| Opgave 1 |
Tel hoeveel regels van de records de string "pair" bevatten, waarbij hoofdletters en kleine letters verschillend tellen. Geef uitsluitend het getal.

| Fragment |
De uitspraak benadrukt het belang van correcte huurprijsafspraken en de verplichtingen van verhuurders om huurachterstanden tijdig te melden bij de gemeente, zoals vereist door het Besluit Gemeentelijke Schuldhulpverlening. De kantonrechter heeft de ontbinding van de huurovereenkomst en de ontruiming afgewezen, maar heeft [geopposeerde] wel de mogelijkheid gegeven om de huurachterstand verder te onderbouwen.

Uitspraak

RECHTBANK NOORD-HOLLAND

Afdeling Privaatrecht
Sectie Kanton - locatie Haarlem
zaak/rolnr.: 9675283 CV EXPL 22-829
datum uitspraak: 7 september 2022
VONNIS VAN DE KANTONRECHTER
inzake
[opposant 1][opposant 2]
te [woonplaats]
opposanten
hierna te noemen [opposant 1 c.s.]
gemachtigde mr. R.P. Groot
tegen
[geopposeerde]
te [woonplaats]
geopposeerde
hierna te noemen [geopposeerde]
gemachtigde M.J. Tervoort (waarnemend deurwaarder)

1.De procedure

1.1.
[geopposeerde] heeft [opposant 1 c.s.] gedagvaard op 12 oktober 2021. [opposant 1 c.s.] is niet verschenen, waarna [opposant 1 c.s.] bij verstekvonnis van 29 december 2021 is veroordeeld.
1.2.
Bij dagvaarding van 14 februari 2022 is [opposant 1 c.s.] in verzet gekomen van dat verstekvonnis. Nadat de kantonrechter had beslist dat de zaak zich niet leent voor een comparitie van partijen na antwoord, heeft [geopposeerde] schriftelijk op de verzetdagvaarding gereageerd, waarna [opposant 1] nog een schriftelijke reactie heeft gegeven. Na daartoe verkregen toestemming heeft [geopposeerde] zich bij akte uitgelaten over de productie(s) bij de laatste reactie van [opposant 1 c.s.]

2.De feiten

De rechtsvoorganger van [geopposeerde] heeft bij schriftelijke huurovereenkomst van 31 oktober 2018 met ingang van 1 november 2018 aan [opposant 1 c.s.] verhuurd de eengezinswoning aan [adres] te [woonplaats] .
In artikel 4.4. van de huurovereenkomst staat:
Per betaalperiode van één maand bedraagt- de huurprijs € 700Daar is met de hand bijgeschreven:
175,00 per week
[geopposeerde] is op 11 november 2020 eigenaar geworden van de woning en heeft daarmee ook de positie van verhuurder verkregen.

| Overzicht |
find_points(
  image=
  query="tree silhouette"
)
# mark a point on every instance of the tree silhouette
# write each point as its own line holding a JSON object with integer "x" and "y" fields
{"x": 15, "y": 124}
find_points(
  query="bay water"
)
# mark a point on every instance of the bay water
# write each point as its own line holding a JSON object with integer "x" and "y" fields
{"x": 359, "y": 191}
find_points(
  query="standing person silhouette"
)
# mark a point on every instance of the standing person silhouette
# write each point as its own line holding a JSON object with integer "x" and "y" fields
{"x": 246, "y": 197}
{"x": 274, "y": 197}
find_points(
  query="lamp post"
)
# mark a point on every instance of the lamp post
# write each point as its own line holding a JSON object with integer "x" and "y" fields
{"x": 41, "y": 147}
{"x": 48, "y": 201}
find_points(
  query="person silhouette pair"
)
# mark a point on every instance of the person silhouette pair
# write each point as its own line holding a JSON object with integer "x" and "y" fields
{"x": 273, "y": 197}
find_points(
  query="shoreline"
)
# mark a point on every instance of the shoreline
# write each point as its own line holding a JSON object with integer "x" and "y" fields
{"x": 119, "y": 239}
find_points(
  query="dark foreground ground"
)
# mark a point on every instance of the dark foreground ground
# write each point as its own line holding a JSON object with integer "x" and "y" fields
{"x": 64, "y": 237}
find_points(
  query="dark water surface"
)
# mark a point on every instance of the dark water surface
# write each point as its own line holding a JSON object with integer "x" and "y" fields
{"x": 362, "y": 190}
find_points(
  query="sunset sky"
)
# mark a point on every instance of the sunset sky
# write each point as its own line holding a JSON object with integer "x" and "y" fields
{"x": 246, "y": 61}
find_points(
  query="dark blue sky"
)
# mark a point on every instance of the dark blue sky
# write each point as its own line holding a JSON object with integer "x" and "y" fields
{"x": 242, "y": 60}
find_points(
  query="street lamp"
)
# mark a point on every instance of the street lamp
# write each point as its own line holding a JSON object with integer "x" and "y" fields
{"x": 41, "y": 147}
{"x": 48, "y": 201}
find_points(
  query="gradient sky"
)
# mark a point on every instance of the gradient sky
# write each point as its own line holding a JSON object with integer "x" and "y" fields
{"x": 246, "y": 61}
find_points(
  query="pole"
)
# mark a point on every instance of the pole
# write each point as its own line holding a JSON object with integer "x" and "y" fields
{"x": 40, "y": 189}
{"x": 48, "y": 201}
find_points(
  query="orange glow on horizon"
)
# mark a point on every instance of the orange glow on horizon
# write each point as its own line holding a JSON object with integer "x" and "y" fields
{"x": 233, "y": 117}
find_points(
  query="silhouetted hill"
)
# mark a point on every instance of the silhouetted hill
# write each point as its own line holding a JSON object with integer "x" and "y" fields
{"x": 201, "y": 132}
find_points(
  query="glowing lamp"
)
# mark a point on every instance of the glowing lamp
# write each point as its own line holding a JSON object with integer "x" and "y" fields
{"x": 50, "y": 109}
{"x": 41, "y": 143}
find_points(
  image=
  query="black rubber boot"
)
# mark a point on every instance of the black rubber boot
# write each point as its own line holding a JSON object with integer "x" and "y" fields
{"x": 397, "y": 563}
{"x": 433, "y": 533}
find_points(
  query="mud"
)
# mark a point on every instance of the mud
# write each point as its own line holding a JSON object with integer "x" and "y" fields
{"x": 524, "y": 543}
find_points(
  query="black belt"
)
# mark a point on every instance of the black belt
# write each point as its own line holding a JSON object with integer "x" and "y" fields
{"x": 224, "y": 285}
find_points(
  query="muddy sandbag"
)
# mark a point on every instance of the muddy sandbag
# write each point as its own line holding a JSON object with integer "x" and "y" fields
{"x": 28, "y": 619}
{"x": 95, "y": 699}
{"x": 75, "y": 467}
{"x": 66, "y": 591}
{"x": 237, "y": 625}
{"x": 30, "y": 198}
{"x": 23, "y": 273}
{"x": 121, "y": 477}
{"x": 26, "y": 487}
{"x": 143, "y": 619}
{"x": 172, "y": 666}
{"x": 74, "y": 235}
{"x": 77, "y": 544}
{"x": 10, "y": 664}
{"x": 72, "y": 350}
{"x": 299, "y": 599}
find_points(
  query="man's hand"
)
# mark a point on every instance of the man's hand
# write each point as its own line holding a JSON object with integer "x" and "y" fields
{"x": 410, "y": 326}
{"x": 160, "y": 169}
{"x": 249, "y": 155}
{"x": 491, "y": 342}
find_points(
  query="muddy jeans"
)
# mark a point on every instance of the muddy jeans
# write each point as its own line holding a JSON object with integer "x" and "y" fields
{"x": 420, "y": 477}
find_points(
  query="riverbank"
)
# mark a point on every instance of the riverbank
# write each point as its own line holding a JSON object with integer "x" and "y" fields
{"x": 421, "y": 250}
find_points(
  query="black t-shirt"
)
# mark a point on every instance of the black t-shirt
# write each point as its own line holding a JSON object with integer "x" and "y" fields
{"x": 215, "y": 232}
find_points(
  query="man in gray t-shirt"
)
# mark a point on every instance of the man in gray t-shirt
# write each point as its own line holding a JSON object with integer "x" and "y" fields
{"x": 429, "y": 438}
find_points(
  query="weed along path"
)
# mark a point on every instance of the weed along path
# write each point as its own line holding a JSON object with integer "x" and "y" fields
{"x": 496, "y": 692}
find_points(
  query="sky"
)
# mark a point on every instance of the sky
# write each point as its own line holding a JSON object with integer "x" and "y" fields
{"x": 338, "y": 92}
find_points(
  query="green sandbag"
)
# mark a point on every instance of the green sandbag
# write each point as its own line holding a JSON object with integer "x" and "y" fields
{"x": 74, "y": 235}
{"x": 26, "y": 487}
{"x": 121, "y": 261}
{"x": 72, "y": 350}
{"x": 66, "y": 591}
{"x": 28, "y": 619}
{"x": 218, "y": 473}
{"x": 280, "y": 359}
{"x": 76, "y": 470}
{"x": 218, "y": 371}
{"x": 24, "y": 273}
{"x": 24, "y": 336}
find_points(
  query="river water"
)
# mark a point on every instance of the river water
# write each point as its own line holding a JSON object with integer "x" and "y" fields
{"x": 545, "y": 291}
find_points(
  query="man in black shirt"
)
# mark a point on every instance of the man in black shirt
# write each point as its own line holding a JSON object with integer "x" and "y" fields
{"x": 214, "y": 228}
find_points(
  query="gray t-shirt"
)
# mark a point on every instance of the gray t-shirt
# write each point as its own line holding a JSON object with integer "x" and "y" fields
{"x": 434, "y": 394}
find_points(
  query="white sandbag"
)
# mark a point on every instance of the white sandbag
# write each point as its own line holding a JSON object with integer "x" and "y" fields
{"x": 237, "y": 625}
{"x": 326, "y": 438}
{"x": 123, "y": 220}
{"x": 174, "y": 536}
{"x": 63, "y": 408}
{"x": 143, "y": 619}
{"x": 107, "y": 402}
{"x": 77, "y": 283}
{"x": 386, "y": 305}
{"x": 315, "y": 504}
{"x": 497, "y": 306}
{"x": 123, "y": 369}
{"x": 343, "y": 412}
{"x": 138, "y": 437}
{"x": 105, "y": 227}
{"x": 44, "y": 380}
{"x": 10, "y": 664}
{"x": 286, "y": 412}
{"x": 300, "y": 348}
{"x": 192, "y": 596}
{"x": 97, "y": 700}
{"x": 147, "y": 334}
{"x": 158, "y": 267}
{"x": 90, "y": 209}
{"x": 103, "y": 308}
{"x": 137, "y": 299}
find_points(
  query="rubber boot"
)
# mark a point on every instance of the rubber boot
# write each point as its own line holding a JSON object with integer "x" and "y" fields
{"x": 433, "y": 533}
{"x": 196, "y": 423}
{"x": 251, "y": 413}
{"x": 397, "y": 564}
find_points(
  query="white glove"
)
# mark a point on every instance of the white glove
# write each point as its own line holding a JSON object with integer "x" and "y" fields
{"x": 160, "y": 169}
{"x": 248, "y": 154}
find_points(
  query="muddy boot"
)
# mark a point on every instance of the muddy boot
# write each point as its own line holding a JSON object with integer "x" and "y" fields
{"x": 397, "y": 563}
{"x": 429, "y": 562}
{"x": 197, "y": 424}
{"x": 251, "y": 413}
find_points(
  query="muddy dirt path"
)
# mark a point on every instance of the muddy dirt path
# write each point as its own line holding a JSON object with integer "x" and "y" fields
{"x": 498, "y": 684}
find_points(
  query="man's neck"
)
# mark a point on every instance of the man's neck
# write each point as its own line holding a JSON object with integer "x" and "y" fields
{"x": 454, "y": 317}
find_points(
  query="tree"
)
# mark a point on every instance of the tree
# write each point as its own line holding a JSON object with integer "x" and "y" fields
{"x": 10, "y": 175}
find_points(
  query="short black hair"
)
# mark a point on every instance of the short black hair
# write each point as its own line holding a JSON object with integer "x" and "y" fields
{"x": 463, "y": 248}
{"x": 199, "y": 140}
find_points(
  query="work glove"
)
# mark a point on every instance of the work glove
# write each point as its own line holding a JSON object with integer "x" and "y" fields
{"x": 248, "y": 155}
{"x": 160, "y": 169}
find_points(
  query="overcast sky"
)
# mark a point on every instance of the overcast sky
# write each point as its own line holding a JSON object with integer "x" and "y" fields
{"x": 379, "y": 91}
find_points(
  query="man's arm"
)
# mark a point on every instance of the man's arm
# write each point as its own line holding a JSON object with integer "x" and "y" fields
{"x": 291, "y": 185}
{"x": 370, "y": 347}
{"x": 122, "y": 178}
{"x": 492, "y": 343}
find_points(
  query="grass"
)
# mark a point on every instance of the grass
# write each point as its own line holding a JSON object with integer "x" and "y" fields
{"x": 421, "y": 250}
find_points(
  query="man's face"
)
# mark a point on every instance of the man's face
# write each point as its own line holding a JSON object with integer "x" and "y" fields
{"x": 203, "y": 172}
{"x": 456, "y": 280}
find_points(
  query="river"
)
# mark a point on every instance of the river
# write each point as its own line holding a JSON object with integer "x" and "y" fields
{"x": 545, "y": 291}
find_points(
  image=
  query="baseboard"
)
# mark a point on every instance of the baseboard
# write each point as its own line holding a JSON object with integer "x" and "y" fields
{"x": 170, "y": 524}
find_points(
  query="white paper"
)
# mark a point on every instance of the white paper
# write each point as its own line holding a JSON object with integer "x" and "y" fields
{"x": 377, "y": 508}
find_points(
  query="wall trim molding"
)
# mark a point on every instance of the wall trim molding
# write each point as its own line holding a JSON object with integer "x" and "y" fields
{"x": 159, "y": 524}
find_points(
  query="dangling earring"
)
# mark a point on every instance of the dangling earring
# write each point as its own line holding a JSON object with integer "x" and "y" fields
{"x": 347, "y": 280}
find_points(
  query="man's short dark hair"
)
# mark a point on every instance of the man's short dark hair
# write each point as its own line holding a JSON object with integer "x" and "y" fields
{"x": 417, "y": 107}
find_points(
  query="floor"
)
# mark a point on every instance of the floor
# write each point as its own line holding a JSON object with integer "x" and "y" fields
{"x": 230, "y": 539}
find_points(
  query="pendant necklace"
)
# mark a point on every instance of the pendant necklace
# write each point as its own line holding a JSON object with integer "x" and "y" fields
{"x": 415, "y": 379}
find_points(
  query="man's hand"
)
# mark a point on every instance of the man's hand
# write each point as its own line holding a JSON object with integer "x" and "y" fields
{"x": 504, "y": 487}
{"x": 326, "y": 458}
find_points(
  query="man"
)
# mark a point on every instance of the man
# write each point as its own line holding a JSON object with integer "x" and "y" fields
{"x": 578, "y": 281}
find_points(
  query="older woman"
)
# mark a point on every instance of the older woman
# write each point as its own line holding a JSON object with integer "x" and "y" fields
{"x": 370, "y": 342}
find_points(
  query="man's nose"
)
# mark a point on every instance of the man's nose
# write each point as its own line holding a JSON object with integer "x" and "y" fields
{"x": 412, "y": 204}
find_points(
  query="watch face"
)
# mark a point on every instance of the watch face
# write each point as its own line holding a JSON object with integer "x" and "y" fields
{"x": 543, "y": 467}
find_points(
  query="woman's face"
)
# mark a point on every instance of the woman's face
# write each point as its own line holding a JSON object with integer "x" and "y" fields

| Opgave 2 |
Beantwoord op basis van het fragment:
(a) Op welke datum is de uitspraak gedaan?
(b) Welk bedrag per week is in artikel 4.4 van de huurovereenkomst met de hand bijgeschreven?
(c) Op welke datum is [geopposeerde] eigenaar van de woning geworden?

| Antwoord 1 |
2

| Antwoord 2 |
(a) 7 september 2022
(b) 175,00 per week
(c) 11 november 2020